- **YOUR OBJECTIVE**: Would you filter these records and copy every line that has the word "with"?

- **GIVEN ENTRIES**:
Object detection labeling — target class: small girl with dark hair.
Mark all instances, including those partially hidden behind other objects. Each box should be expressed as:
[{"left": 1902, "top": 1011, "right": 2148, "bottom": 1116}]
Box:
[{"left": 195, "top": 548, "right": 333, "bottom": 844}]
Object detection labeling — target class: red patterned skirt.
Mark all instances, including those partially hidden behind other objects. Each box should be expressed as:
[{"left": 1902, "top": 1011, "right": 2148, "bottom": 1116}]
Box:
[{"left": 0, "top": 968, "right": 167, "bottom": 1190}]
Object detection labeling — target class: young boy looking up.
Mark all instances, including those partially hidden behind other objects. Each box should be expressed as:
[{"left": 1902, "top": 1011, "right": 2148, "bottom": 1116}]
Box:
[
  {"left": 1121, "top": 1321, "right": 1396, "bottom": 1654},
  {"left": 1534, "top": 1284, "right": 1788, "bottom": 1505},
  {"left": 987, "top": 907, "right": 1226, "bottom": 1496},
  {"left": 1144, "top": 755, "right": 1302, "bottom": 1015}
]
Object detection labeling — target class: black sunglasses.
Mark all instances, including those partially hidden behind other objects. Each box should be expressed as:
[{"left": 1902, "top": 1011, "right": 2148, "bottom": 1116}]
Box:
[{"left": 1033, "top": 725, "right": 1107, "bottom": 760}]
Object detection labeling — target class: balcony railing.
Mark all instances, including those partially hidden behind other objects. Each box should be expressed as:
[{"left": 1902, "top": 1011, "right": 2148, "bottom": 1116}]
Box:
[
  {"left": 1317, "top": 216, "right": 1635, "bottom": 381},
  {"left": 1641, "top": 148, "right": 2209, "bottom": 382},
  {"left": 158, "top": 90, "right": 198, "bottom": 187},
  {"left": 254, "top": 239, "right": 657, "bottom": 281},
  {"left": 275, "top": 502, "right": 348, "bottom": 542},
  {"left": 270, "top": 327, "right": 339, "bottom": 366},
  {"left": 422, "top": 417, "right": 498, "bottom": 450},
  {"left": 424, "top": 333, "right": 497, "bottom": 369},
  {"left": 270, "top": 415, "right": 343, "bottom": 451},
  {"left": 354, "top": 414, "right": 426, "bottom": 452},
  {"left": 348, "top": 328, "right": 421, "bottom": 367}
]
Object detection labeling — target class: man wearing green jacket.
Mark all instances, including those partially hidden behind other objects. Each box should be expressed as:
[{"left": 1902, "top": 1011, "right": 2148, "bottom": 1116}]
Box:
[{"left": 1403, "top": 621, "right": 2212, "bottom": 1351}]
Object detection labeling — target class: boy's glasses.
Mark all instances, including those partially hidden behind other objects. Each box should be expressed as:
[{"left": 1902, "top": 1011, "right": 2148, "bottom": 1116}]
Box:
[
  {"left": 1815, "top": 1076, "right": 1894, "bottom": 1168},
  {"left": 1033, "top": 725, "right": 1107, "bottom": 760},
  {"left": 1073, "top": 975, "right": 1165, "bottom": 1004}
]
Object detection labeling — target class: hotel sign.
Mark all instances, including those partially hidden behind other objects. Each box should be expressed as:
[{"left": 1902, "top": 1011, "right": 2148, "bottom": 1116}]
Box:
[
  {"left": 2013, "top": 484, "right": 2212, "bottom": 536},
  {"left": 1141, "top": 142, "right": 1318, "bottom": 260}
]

==

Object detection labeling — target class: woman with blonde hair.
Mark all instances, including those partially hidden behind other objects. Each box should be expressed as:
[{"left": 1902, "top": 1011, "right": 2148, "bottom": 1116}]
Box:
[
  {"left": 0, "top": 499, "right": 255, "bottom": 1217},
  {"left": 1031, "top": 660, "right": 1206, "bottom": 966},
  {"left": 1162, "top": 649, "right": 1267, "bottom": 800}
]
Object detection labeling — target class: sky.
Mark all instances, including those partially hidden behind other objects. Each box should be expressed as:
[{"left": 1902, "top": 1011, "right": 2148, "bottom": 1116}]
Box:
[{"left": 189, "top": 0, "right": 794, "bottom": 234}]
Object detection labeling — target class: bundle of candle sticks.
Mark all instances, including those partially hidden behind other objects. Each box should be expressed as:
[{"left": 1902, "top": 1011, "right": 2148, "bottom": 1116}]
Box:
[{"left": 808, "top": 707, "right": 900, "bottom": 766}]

...

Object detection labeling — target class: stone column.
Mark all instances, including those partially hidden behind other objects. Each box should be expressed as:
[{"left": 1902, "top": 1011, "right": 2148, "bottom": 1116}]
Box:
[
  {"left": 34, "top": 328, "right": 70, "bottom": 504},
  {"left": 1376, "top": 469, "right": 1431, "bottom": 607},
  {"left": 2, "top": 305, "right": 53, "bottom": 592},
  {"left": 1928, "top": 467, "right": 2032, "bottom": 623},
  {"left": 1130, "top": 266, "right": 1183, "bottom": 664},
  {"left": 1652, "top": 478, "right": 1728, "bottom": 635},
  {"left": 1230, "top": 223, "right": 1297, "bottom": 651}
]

- **WORKED SOLUTION**:
Object detection labeling — target class: small girl with dark hair.
Object detection labeling — target class: woman with blonde hair.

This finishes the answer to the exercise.